• _Exercise material_
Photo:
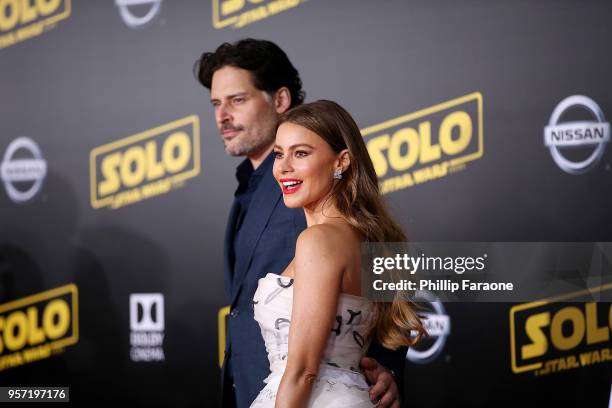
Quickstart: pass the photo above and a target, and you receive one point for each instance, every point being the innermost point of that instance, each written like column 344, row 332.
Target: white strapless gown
column 338, row 384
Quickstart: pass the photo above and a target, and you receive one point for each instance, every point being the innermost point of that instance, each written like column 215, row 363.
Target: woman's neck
column 322, row 212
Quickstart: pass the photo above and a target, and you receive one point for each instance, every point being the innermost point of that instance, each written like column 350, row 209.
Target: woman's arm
column 318, row 269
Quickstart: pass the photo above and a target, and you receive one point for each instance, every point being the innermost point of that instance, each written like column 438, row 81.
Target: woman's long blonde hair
column 358, row 199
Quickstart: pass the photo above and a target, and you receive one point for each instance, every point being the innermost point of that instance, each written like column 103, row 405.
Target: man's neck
column 258, row 158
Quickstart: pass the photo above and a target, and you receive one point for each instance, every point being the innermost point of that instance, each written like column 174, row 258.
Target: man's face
column 245, row 115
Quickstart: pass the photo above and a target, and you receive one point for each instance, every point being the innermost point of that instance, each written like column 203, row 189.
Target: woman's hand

• _Job_
Recast all of the material above as a Markdown table with two columns, No. and Text, giving each line its own numbered row and skipping any blank lines. Leave the pictures out.

• _Task solution_
| No. | Text |
|---|---|
| 1 | Photo: |
| 2 | Quickstart: pass the photo above and a target, and you receive one point for each instance, every point being the innermost point of that instance, each written like column 344, row 332. |
| 3 | Target: white strapless gown |
| 4 | column 338, row 384 |
| 5 | Quickstart: pass the photo above and a target, and you receive one point for each instance, every point being the innermost point of that instance, each written like column 215, row 363. |
| 6 | Target: woman's neck |
| 7 | column 322, row 212 |
| 8 | Quickstart: pass the photo above and a target, and you receive one point for each instance, every point being the innermost point of that instance, each written like column 350, row 209. |
| 9 | Target: woman's arm |
| 10 | column 318, row 269 |
| 11 | Quickstart: pass the photo above and a target, and you receive one point for each instance, every point being the innermost point of that instance, each written like column 438, row 81. |
| 12 | Target: woman's long blonde hair |
| 13 | column 358, row 199 |
| 14 | Quickstart: pass the photo above and a target, and you receive one point for each instance, every point being the innermost point of that instance, each written like column 103, row 405. |
| 15 | Target: man's neck |
| 16 | column 258, row 158 |
| 17 | Quickstart: pass the photo above and a target, and you receive one point for each instance, every point being the innermost point of that instance, each written like column 174, row 258. |
| 18 | Target: man's face |
| 19 | column 245, row 115 |
| 20 | Quickstart: pass the photo above and a target, and you receive one point for each instance, every point being the innermost point of that instance, each written like column 203, row 189. |
| 21 | Target: woman's hand |